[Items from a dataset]
+ + + + + + +
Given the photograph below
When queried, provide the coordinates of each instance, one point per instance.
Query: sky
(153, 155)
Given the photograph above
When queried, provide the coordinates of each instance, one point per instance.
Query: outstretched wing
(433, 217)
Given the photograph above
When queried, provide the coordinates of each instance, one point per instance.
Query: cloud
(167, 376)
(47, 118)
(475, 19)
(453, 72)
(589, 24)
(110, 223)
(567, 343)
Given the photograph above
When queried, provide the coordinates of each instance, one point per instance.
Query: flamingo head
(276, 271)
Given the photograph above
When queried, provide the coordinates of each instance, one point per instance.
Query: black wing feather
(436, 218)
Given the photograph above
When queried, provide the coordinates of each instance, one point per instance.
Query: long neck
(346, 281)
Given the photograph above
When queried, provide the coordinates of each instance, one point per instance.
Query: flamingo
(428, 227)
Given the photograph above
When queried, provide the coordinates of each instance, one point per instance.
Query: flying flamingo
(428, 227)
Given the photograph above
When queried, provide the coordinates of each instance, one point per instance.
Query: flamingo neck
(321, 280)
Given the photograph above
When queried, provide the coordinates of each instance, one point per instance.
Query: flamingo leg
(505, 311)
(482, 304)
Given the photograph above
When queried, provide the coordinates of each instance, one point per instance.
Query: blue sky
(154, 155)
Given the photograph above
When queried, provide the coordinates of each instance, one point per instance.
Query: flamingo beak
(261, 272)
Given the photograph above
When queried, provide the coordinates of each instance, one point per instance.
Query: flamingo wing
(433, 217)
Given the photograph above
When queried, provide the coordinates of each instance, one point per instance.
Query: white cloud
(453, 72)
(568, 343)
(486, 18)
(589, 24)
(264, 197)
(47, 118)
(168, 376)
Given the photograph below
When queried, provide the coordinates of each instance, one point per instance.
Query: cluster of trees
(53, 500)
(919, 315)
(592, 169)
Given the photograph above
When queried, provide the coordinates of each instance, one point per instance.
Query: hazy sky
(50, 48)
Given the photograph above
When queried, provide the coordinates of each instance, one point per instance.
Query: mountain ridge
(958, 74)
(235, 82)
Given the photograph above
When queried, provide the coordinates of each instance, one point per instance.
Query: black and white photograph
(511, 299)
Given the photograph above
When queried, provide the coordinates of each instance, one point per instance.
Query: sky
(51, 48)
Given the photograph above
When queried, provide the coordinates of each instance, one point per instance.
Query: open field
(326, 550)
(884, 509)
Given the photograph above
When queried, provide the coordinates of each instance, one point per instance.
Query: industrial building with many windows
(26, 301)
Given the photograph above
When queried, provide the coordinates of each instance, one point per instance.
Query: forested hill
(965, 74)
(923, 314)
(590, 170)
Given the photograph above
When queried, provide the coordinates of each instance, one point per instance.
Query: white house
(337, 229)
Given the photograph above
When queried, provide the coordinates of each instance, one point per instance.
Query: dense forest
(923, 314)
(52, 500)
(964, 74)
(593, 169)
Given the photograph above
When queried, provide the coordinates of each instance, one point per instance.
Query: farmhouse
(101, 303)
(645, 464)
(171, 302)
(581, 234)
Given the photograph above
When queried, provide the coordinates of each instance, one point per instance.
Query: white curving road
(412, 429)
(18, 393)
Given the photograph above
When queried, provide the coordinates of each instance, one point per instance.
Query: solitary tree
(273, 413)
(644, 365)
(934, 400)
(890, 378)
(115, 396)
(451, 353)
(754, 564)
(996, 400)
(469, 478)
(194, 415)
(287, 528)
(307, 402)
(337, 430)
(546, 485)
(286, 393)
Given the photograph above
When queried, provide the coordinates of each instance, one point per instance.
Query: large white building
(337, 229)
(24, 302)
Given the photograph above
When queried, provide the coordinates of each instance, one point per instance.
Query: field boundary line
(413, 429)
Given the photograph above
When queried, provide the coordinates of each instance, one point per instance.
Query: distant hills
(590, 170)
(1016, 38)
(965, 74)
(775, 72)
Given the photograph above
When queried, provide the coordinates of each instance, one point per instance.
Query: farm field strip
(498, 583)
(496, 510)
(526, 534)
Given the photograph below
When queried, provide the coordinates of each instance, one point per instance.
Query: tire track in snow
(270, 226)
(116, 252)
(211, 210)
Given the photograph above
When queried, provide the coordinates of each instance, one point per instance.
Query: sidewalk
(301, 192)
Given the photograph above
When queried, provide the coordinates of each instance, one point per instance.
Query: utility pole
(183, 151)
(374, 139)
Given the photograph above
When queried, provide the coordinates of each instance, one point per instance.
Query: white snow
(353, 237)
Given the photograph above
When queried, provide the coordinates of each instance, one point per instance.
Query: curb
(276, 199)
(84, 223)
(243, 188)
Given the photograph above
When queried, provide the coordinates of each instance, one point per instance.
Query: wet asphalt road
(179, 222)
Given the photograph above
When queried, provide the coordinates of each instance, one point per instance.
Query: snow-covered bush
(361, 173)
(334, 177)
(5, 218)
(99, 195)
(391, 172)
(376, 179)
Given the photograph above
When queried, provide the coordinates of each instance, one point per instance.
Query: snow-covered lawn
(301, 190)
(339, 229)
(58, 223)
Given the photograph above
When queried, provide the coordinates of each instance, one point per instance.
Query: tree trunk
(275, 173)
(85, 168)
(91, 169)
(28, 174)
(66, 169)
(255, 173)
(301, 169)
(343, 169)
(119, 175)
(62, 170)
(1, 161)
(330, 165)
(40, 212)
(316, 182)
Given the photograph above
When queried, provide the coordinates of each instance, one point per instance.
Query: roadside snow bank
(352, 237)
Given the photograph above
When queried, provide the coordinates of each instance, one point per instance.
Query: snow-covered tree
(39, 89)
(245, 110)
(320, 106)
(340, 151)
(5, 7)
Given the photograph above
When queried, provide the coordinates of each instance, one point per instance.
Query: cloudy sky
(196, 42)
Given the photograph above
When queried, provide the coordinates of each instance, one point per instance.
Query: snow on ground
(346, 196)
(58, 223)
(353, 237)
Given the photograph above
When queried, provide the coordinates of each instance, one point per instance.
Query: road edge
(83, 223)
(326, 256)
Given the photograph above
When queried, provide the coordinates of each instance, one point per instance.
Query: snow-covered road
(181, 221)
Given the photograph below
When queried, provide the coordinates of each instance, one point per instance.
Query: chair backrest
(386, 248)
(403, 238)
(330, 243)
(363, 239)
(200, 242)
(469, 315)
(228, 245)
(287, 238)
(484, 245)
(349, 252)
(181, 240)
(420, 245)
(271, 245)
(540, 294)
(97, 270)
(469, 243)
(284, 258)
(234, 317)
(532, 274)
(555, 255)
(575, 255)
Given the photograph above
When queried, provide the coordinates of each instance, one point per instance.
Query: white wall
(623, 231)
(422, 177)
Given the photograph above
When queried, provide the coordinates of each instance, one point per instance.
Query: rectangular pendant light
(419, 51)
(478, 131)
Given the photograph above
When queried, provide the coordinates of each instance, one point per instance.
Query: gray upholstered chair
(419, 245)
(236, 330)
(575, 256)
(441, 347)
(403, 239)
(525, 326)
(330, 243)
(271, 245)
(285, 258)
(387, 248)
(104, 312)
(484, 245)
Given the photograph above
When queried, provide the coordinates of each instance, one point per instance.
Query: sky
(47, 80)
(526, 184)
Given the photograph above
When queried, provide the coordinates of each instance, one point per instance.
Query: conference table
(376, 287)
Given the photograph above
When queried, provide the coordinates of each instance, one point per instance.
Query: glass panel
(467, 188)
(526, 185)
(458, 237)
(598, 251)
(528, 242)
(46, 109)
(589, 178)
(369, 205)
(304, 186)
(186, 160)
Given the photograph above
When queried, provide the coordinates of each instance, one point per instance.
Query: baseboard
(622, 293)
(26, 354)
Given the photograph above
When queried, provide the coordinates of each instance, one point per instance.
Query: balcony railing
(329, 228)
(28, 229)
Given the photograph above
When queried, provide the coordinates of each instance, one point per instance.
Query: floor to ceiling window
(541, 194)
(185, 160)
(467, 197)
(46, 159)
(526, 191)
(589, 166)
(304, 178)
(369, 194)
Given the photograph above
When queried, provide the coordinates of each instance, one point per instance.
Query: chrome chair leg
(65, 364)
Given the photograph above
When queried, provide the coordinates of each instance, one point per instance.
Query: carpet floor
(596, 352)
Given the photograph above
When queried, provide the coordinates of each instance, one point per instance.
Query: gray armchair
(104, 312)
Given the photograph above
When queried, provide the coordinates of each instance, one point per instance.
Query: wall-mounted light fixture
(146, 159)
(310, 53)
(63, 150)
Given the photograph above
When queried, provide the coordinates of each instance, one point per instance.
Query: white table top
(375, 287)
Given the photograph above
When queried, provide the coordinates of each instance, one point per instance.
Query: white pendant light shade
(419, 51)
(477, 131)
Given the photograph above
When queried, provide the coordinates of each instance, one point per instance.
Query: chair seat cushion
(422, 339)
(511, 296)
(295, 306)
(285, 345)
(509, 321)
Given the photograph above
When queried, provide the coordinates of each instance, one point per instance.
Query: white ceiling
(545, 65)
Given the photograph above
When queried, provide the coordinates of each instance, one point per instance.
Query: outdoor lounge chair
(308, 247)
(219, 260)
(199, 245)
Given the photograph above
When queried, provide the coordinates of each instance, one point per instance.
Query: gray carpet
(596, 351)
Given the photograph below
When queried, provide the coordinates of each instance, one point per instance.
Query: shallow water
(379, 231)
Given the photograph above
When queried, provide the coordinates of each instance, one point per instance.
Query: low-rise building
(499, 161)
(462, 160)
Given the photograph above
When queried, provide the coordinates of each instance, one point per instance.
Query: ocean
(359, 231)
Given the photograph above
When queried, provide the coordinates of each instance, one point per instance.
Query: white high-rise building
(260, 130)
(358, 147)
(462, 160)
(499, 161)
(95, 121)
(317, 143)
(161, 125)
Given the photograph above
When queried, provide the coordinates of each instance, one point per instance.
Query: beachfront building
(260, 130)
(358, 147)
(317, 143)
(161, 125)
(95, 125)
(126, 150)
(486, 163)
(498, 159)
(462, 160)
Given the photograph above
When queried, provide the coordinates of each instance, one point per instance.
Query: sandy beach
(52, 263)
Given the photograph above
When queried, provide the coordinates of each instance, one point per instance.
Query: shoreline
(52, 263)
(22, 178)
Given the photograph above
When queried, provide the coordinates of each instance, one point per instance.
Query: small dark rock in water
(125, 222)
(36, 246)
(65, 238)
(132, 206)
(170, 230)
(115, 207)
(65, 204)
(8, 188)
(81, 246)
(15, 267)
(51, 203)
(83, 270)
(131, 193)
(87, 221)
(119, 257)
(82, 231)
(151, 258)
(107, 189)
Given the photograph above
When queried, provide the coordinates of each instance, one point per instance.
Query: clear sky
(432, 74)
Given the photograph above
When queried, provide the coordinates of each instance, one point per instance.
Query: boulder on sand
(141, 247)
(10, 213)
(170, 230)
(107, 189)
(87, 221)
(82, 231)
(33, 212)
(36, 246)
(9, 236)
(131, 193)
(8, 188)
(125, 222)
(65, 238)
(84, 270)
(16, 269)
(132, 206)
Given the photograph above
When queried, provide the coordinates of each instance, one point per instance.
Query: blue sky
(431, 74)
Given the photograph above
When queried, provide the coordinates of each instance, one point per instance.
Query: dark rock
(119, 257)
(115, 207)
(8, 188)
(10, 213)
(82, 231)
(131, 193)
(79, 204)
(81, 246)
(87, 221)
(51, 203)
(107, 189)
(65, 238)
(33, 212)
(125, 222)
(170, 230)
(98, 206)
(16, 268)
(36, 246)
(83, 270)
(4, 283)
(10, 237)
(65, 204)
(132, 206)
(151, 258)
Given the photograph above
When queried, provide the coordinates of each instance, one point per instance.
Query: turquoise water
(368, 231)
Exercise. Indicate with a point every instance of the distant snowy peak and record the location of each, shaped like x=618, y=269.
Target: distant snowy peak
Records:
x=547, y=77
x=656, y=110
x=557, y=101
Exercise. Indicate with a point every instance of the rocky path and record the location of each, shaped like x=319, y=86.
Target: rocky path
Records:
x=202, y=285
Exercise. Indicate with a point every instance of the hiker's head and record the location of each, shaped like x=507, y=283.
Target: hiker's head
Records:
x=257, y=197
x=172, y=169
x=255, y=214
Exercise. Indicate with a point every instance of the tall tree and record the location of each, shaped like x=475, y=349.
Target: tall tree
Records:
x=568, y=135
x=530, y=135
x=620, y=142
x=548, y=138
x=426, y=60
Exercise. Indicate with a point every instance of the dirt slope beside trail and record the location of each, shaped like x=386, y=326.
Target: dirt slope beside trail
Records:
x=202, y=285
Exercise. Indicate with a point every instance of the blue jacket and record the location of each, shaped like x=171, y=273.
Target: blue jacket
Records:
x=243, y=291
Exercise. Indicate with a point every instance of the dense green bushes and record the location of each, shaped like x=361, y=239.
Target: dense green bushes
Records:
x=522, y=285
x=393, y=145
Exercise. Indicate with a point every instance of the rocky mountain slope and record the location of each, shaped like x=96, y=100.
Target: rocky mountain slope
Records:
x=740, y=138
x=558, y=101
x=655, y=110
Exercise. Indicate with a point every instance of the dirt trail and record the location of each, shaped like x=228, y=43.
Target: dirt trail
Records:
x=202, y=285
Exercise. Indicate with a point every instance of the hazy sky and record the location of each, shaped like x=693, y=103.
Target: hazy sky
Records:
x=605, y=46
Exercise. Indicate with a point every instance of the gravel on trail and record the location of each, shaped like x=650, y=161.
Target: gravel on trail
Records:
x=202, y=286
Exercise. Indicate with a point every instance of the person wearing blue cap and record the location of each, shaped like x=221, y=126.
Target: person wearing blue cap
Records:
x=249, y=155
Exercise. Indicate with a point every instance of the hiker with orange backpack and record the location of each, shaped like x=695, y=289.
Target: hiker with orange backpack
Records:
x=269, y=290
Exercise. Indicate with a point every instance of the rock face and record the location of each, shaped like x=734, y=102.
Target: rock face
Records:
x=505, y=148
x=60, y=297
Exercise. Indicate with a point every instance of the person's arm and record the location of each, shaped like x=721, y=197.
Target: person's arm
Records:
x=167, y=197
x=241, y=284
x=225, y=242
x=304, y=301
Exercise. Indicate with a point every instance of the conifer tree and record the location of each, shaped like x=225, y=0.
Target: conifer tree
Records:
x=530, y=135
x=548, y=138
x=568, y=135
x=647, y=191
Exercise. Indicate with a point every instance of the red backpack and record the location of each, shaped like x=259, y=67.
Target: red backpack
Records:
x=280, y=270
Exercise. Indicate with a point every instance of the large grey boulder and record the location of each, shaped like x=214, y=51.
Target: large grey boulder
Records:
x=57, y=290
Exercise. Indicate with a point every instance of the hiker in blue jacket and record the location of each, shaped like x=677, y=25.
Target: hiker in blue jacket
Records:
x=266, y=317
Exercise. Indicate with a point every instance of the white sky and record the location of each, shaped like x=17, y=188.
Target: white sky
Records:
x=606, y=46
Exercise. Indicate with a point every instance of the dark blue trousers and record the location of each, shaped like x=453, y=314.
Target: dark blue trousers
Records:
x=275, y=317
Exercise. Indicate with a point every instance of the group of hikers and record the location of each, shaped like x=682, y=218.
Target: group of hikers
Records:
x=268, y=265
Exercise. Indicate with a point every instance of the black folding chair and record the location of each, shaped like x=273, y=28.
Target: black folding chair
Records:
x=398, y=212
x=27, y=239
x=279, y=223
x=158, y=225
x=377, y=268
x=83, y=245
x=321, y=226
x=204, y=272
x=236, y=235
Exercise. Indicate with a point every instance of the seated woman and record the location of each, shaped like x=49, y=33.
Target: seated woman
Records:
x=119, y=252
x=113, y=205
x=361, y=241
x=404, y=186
+ + + + + + +
= What you should do =
In the entries above, find each line that includes the string "face" and copy it.

= Worked solution =
Exercise. Indicate with a point every instance of the rock face and record the location of each, shaped like x=734, y=102.
Target: rock face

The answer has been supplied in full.